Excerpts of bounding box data
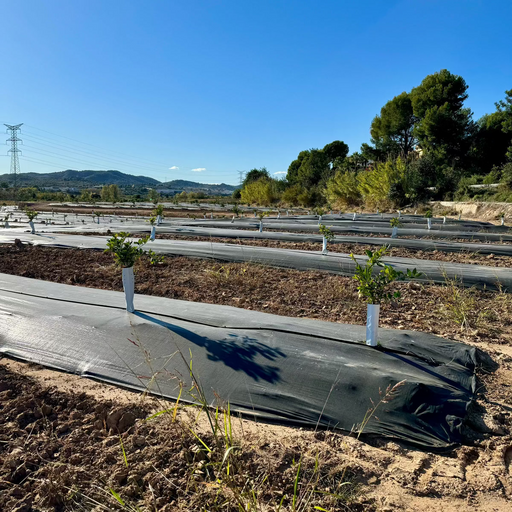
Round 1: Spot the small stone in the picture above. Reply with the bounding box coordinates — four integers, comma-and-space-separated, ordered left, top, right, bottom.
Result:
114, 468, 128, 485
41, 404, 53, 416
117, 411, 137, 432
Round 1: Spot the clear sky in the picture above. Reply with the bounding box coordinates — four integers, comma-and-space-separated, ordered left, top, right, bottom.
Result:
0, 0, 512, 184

==

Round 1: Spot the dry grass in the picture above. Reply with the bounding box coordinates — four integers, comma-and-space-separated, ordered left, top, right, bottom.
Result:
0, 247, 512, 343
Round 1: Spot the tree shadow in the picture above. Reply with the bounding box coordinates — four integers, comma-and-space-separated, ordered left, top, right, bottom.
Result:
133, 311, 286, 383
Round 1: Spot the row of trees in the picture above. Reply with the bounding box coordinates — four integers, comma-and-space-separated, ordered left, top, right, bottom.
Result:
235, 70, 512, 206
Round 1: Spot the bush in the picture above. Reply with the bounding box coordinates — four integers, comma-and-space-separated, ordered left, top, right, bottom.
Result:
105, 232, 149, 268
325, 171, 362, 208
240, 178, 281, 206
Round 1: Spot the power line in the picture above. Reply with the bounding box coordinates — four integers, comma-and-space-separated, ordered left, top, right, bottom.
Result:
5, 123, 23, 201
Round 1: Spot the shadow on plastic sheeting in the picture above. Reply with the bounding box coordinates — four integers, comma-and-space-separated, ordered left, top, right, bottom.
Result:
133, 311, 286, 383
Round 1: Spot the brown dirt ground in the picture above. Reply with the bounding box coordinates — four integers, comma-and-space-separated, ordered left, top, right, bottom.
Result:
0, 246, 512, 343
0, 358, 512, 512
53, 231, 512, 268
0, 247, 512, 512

- Prompt -
Turn every record from the line containing "Round 1: Spot the dry" down to the line containing "0, 247, 512, 512" into a two-column CSV with the headers text and answer, one row per record. Enclose each field in double quotes and replace any line breaks within a field with spaces.

- Completed task -
text,answer
"Round 1: Spot the dry grass in the picture above. Reply with the bounding box coordinates — four integers, comma-and-space-separated, ordered left, top, right, bottom. Result:","0, 247, 512, 343"
"Round 1: Spot the tree shadow in the picture above. Reply with the bounding box coordinates — four integers, comma-and-space-separated, ordered left, top, right, bottom. Result:","133, 311, 286, 383"
"Round 1: Spot the row of trees in the picture above. Reply with the bounding box coordinates — four integers, comma-and-space-separated, ordered left, top, right, bottom. Result:","235, 70, 512, 206"
"Round 1: Spot the bush in the picture above. Reply with the bounding box coordinates — four integers, comma-and-space-separated, ordered left, top, right, bottom. Result:","105, 232, 149, 268 325, 171, 362, 208 240, 178, 281, 206"
"Round 1: Spot the power line in the picture above. Reply with the bounding box coordinates — four integers, comma-and-space-separated, ordered left, top, right, bottom. Result:","5, 123, 23, 201"
"Round 1: Spot the shadow on plastic sheeting in the picture above. Reply with the bounding box coordinates — four integers, comma-and-space-separated, ordered left, top, right, bottom. Result:","133, 311, 286, 383"
"Round 1: Spot the brown dirt ground in the picture above. Reply with the bounding box coordinates — four integers, comma-and-space-separated, ordered left, top, right, bottom. Result:","0, 246, 512, 343 0, 358, 512, 512 53, 231, 512, 268 0, 247, 512, 512"